• [PROBLEM DETAILS]:
Reproduce the stretch of material from the line containing "Practice step: locate the red" through the end of the material, replacing every occurrence of "marker" with "pin" and leaving all else unchanged.

• [Coordinate annotation entries]:
——

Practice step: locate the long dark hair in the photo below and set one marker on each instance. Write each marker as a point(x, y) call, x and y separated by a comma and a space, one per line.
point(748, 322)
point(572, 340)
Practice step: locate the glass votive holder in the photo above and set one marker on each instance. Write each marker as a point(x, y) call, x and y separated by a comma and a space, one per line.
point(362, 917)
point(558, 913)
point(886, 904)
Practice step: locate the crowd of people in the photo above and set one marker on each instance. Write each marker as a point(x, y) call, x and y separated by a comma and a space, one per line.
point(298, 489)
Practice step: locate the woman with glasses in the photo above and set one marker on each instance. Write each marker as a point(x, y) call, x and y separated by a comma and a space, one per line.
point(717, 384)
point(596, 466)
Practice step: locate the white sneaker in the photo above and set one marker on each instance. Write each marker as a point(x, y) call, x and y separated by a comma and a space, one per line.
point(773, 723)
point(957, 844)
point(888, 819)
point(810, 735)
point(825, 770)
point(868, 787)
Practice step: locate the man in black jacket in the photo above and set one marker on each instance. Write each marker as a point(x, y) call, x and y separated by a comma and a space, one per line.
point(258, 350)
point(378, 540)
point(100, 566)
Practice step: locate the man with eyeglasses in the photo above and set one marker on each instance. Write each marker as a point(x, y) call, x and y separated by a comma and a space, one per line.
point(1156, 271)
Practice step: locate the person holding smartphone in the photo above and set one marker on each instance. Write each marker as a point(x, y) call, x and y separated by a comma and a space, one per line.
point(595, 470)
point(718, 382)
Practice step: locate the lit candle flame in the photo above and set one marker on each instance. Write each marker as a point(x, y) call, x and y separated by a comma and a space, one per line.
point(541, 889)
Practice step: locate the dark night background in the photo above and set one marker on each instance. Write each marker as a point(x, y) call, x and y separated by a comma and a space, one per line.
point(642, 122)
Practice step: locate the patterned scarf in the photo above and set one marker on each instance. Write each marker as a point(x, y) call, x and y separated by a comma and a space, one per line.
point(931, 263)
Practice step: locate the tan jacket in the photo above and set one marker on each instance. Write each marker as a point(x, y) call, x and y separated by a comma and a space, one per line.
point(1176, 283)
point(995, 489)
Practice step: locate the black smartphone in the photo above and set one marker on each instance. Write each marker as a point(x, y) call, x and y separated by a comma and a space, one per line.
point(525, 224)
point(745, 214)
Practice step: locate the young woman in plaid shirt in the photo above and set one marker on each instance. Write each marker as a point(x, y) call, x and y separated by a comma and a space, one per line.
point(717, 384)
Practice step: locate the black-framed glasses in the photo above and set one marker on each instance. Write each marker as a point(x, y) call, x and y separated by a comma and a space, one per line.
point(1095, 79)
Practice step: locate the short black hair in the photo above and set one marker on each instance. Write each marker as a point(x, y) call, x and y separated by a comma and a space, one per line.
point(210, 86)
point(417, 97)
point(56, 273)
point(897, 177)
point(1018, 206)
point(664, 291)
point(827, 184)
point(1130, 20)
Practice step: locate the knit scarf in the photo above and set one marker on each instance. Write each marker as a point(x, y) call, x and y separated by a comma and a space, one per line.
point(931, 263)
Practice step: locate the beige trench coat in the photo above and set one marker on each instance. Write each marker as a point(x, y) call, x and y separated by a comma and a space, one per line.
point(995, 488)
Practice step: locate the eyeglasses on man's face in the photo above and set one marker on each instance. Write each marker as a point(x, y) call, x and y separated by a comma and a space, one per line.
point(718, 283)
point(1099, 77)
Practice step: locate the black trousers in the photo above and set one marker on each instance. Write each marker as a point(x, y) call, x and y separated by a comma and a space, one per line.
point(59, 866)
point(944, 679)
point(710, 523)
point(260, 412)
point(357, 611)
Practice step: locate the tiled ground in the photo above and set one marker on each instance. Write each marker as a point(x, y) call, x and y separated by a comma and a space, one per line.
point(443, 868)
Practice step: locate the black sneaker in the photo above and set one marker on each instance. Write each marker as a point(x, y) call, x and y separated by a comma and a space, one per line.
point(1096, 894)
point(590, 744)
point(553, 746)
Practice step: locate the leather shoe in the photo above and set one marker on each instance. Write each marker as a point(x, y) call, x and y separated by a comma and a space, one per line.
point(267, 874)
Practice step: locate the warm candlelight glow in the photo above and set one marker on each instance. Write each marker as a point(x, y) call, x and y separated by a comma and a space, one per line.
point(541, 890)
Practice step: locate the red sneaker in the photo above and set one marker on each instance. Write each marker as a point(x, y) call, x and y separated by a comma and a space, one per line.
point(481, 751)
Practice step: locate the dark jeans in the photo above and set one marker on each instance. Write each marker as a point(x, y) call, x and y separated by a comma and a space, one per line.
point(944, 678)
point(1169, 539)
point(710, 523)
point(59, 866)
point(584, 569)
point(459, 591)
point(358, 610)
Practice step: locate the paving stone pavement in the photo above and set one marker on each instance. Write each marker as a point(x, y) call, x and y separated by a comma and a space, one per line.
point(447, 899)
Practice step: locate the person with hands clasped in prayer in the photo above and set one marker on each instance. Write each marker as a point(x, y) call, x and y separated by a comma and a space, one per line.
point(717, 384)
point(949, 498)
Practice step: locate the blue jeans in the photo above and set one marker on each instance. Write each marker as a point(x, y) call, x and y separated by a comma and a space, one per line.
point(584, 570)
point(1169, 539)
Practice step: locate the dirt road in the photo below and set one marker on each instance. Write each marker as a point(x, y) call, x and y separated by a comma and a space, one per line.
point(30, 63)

——

• [REPLY]:
Practice step: locate the red sneaker in the photo above and set one pin on each instance. Write each pin as a point(x, y) call, x and y separated by a comma and a space, one per line.
point(481, 751)
Practice step: locate the dark jeans in the photo above and set one pin on each instance. Write each pin as a point(x, y) call, x and y separated by a comma and a space, one per line.
point(944, 678)
point(1169, 539)
point(710, 523)
point(59, 866)
point(584, 569)
point(459, 591)
point(358, 610)
Practice step: locate the paving stone pavement in the photo above and set one pin on each instance. Write each pin as a point(x, y) call, x and y separated by a comma and a space, one per line.
point(447, 899)
Practice step: locate the person with hands clasped in prayer in the photo above and set one pin on each instance. Write each pin as a point(x, y) call, x and y separated by a comma and a space, one per line.
point(717, 384)
point(949, 498)
Practice step: locate the blue jeans in the photo above and set one pin on each instance. Write each pin as a point(x, y) call, x and y separated by a comma and a space, one per line.
point(584, 570)
point(1169, 539)
Practice step: locate the dirt road in the photo below and set one pin on each instance. Write each pin as a point(x, y) call, x and y separated by a comma and a space, one per line.
point(30, 63)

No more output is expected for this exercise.